How to complete this task - Go through the records below and set each one down exactly, leaving out any pictures.

== Records to use

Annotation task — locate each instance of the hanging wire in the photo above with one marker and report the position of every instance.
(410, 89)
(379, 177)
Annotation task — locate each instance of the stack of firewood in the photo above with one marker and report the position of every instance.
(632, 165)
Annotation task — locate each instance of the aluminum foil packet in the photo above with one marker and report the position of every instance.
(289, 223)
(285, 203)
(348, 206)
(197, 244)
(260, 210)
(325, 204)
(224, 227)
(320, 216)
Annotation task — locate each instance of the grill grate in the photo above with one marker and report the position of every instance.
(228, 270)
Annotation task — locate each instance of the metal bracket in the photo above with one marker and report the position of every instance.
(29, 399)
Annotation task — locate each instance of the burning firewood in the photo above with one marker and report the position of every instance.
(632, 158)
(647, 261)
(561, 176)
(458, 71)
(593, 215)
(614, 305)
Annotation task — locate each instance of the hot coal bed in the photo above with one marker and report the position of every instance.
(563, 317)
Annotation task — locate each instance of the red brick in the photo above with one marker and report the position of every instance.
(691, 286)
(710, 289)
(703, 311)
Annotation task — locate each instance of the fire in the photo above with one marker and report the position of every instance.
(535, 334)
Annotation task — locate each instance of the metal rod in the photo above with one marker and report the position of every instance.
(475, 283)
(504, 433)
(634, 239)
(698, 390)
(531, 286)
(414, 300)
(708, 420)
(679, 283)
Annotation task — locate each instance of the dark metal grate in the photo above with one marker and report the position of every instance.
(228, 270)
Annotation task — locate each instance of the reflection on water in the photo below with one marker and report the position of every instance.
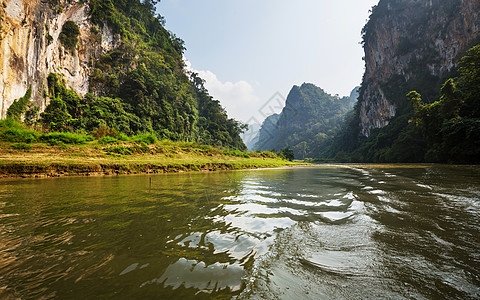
(317, 232)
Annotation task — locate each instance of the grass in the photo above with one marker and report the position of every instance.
(27, 153)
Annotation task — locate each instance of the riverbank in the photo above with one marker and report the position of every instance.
(93, 159)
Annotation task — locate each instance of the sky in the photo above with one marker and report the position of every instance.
(252, 52)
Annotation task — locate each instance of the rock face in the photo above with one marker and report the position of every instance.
(30, 48)
(307, 122)
(416, 41)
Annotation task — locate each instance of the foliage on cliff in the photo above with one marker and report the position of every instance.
(447, 130)
(308, 122)
(139, 86)
(451, 125)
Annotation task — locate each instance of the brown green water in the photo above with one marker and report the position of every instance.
(323, 232)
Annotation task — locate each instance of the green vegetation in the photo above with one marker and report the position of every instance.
(446, 130)
(27, 152)
(18, 107)
(451, 125)
(308, 122)
(69, 35)
(140, 87)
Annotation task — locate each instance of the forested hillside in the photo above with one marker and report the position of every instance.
(412, 46)
(138, 86)
(307, 123)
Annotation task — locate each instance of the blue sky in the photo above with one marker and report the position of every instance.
(252, 50)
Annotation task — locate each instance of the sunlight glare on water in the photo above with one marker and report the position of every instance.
(335, 232)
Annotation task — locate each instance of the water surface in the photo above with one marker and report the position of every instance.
(328, 232)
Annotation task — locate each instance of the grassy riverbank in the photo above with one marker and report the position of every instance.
(28, 153)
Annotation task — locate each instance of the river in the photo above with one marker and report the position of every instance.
(320, 232)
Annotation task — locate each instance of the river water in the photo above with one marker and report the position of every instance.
(326, 232)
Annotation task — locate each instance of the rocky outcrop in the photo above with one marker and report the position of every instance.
(30, 48)
(307, 122)
(418, 41)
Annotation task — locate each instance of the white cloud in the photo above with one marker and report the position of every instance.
(238, 98)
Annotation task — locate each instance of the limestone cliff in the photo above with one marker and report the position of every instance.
(412, 43)
(30, 48)
(307, 122)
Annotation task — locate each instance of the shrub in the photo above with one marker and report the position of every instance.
(19, 135)
(18, 107)
(147, 138)
(22, 146)
(107, 140)
(104, 131)
(65, 137)
(122, 150)
(69, 35)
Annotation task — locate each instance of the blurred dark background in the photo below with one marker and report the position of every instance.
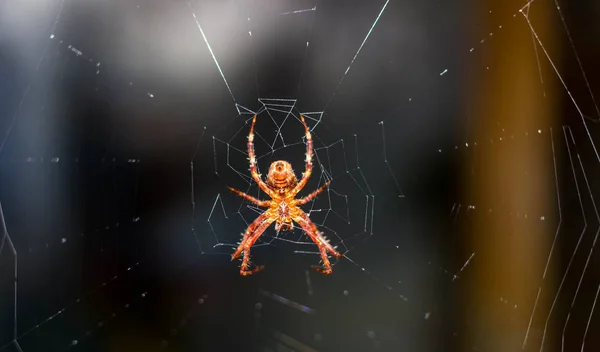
(448, 130)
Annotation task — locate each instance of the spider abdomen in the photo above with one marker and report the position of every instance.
(281, 175)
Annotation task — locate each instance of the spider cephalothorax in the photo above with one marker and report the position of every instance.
(283, 208)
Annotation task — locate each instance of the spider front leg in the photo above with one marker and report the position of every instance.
(256, 228)
(252, 157)
(306, 174)
(311, 230)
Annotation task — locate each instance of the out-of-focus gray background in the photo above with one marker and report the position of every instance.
(459, 138)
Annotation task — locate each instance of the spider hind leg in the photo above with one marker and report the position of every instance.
(254, 231)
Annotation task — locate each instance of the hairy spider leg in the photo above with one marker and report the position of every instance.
(311, 230)
(308, 171)
(260, 203)
(252, 157)
(248, 242)
(309, 197)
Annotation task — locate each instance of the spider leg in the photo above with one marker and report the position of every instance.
(306, 174)
(252, 157)
(311, 230)
(309, 197)
(260, 203)
(256, 228)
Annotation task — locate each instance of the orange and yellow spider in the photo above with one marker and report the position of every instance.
(283, 208)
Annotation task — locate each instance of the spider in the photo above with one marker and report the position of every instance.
(283, 208)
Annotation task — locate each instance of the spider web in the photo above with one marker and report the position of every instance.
(566, 288)
(344, 212)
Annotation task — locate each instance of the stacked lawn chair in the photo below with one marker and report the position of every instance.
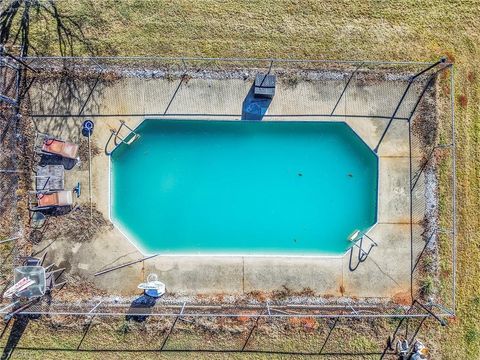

====

Finished exercise -
Annotation task — locate each instance of the hanging wire in the photo above with one marker and report the position of every instance.
(410, 89)
(379, 177)
Annotation task — locate each instance of the stack of firewood in the photo above with one marker and report the position of every instance.
(632, 165)
Annotation task — locate each instance of the aluminum foil packet in the photo above with one marker and report the position of every instance.
(289, 223)
(285, 203)
(348, 206)
(197, 244)
(260, 210)
(325, 204)
(224, 227)
(320, 216)
Annotation task — locate each instance of the grill grate in the photo above with one marker and report the position of every instance.
(228, 270)
Annotation task — locate each instance of the metal bracket in the photo above with one marker and report the position of every instance.
(29, 399)
Annotation task — locate each instance of the burning firewood in the photo above with one marker and report the position of every instance.
(632, 158)
(647, 261)
(561, 176)
(458, 71)
(593, 215)
(614, 305)
Annotation task — locate each instance of the hot coal bed in the photo above with one marker and report the position of every instance.
(563, 317)
Annotation task — locate each instance of the red brick in the photo above with one marker and report the position of every instance.
(691, 286)
(710, 289)
(703, 311)
Annotation task — locate each instance of the fire in the photo above with one marker and report the position of every instance.
(535, 334)
Annotation task — locate each instance of the metal rod in the photo above with one marker and report the position of every instance.
(475, 283)
(504, 433)
(634, 239)
(698, 390)
(531, 286)
(414, 300)
(708, 420)
(679, 283)
Annotation task — locate each instance of the dark metal grate in the photo above with one marker and report the position of every instance.
(228, 270)
Annotation task — locate each instance of the reflection on water in the photo below with one marker and report the position of every instance.
(317, 232)
Annotation task — locate each instance of the grass in the photo above with one marker and report the position of every instance.
(27, 153)
Annotation task — locate each instance of the riverbank in the photo above with one marker and report the position of every instance.
(93, 159)
Annotation task — locate each instance of the sky in the photo above with one marker and report the position of every instance.
(252, 52)
Annotation task — locate each instance of the rock face in the photo above with one marker and report the position of every instance.
(30, 48)
(307, 122)
(416, 41)
Annotation task — locate each instance of the foliage on cliff in the photo above with one marker and report the position of every instance.
(447, 130)
(308, 122)
(139, 86)
(451, 125)
Annotation task — locate each instance of the brown green water in the photo above with one marker and report the position of every instance.
(323, 232)
Annotation task — locate each instance of the green vegetation in the photo above with one marker and report the position of every instance.
(446, 130)
(27, 152)
(18, 107)
(451, 125)
(308, 122)
(69, 35)
(140, 87)
Annotation task — locate each instance of the forested hillside in the photo above with one marker and report the position of every instance.
(412, 46)
(138, 86)
(307, 123)
Annotation task — locate each instance of the blue sky in the photo above with one marker and report the position of every instance.
(252, 50)
Annotation task — locate each instance of the sunlight glare on water in the photo above with one marker and report the position of every instance.
(335, 232)
Annotation task — locate each instance of the water surface in the photo above with one marker and report the position of every instance.
(328, 232)
Annotation task — locate each instance of the grassy riverbank in the photo above with one marker and report the position of every instance.
(28, 153)
Annotation task — locate each instance of the river in the photo above with one marker and report the position of every instance.
(320, 232)
Annotation task — locate each instance of the river water in the photo above with one marker and report the position of every instance.
(326, 232)
Annotation task — locate each instance of the rocky outcrop in the photo above with one marker and report the position of every instance.
(30, 48)
(307, 122)
(418, 41)
Annotation task — locate each instance of the white cloud in the photo above with one marker and report the position of every instance.
(238, 98)
Annotation task — locate each instance of the limestone cliff in the photo above with one marker and report the position of every instance.
(412, 43)
(30, 48)
(307, 122)
Annotation task — locate each instance of the shrub in the photo above with one marker and report the position of every instance.
(19, 135)
(18, 107)
(147, 138)
(22, 146)
(107, 140)
(104, 131)
(65, 137)
(122, 150)
(69, 35)
Annotation task — locate each instance of the blurred dark background in the photo below with one marker and report the position of every instance.
(448, 130)
Annotation task — locate each instance of the spider abdomen in the photo above with one marker and report the position of every instance.
(281, 175)
Annotation task — locate each instance of the spider cephalothorax in the photo above with one marker and report the position of every instance.
(283, 208)
Annotation task — locate each instance of the spider front leg in the photo above with one marker and report the position of every instance.
(256, 228)
(252, 157)
(306, 174)
(311, 230)
Annotation task — locate each instance of the out-of-focus gray background in the photo above with one marker and report the position of every instance.
(459, 138)
Annotation task — locate each instance of the spider hind leg in the photo above with one marker and report the position of every instance.
(254, 231)
Annotation task — locate each instance of the hairy spider leg in the photo above with one marker and report the position of every instance.
(311, 230)
(308, 171)
(260, 203)
(252, 157)
(248, 242)
(309, 197)
Annotation task — locate each instance of the spider leg in the photo above with one marker and report the position of every instance.
(306, 174)
(252, 157)
(311, 230)
(309, 197)
(260, 203)
(256, 228)
Annotation task — locate each instance of the orange and yellow spider in the photo above with one marker and report the position of every instance.
(283, 208)
Annotation task — locate each instance of the spider in the photo above with one marker and report the position of every instance.
(283, 208)
Annotation task — locate each instance of the spider web in the photo above with one marker and report the position of every instance.
(566, 288)
(344, 212)
Annotation task — locate each instance of the stacked lawn chair in the photo below with one marker and report the position of every instance.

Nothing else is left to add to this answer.